Task to complete. Recast the data as a Markdown table with columns "Row" and "Entry", giving each line its own numbered row and leaving out blank lines. Begin at the line that contains "Where can the black camera" and continue through the end of the data.

____________________

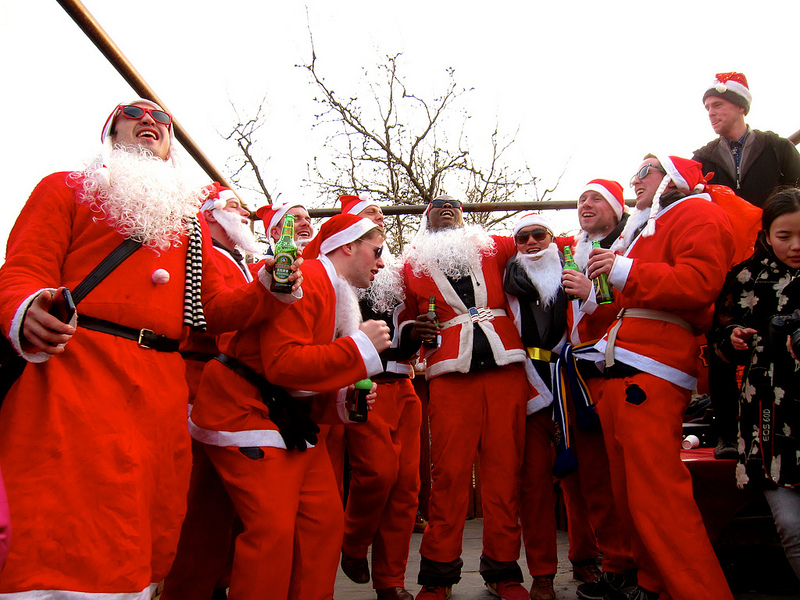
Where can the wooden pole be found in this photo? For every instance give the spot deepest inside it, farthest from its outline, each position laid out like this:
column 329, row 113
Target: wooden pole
column 98, row 36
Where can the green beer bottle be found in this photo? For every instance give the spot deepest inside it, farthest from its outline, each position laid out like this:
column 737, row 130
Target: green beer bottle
column 359, row 410
column 285, row 255
column 603, row 292
column 569, row 263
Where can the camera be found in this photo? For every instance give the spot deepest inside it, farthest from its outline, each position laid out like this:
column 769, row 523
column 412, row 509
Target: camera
column 782, row 325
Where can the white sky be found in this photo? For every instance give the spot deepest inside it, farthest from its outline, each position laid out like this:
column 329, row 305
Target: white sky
column 590, row 85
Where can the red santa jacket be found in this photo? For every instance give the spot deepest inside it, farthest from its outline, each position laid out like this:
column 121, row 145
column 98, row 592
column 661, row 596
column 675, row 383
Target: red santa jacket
column 678, row 270
column 455, row 351
column 297, row 351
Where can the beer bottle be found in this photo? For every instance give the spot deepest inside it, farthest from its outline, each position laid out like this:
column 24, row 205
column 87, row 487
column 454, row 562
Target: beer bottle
column 358, row 412
column 434, row 341
column 285, row 255
column 603, row 292
column 569, row 263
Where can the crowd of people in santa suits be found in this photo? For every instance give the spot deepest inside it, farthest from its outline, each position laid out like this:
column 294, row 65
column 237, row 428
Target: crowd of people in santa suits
column 528, row 372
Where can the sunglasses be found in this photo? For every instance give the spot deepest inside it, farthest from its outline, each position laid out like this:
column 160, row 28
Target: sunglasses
column 440, row 203
column 378, row 249
column 130, row 111
column 538, row 235
column 645, row 170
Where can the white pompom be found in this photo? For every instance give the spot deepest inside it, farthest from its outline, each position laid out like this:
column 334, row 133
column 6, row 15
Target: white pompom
column 160, row 276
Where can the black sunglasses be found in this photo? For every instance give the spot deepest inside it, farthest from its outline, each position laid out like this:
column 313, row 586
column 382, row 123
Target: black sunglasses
column 645, row 170
column 539, row 235
column 440, row 203
column 137, row 112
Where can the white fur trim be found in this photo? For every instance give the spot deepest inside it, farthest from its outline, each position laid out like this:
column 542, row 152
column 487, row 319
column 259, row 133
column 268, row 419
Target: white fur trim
column 346, row 235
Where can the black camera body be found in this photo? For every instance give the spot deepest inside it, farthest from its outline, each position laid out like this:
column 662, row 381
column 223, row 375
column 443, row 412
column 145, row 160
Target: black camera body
column 781, row 326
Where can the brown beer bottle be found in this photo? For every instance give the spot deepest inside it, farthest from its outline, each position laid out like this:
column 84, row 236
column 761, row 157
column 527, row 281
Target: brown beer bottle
column 433, row 342
column 603, row 292
column 285, row 255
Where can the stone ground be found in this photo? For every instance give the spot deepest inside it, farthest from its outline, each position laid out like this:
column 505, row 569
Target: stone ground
column 764, row 575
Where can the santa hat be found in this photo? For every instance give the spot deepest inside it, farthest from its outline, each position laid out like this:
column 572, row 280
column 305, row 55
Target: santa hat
column 611, row 191
column 355, row 204
column 731, row 87
column 336, row 232
column 530, row 219
column 685, row 173
column 218, row 196
column 272, row 214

____________________

Solution for this exercise.
| Row | Entry |
|---|---|
| 1 | Where can the black camera body be found in this photo? For every instance give the spot deepest inside it, farthest from its outline, each position laid out like this: |
| 2 | column 662, row 381 |
| 3 | column 223, row 375 |
| 4 | column 443, row 412 |
| 5 | column 145, row 160 |
| 6 | Target: black camera body |
| 7 | column 781, row 326 |
| 8 | Where can the brown beer bottle be found in this photo? For every instance give the spot deepest inside it, farthest from its outline, each position laid out like this: |
| 9 | column 84, row 236 |
| 10 | column 761, row 157 |
| 11 | column 527, row 281 |
| 12 | Target: brown beer bottle |
| 13 | column 433, row 342 |
| 14 | column 603, row 292 |
| 15 | column 285, row 255 |
| 16 | Where can the stone ground be found in this photo? For every instance give the spot deepest inside it, farthest from its outline, each position laid out like this: |
| 17 | column 505, row 569 |
| 18 | Target: stone ground |
| 19 | column 764, row 575 |
| 20 | Where can the santa hat be found in this photo? For every instance give the spot deepest inside it, farthest from its outline, each position laid out like this: |
| 21 | column 572, row 280 |
| 22 | column 305, row 55 |
| 23 | Target: santa hat |
| 24 | column 611, row 191 |
| 25 | column 355, row 204 |
| 26 | column 731, row 87 |
| 27 | column 336, row 232 |
| 28 | column 530, row 219 |
| 29 | column 685, row 173 |
| 30 | column 218, row 196 |
| 31 | column 272, row 214 |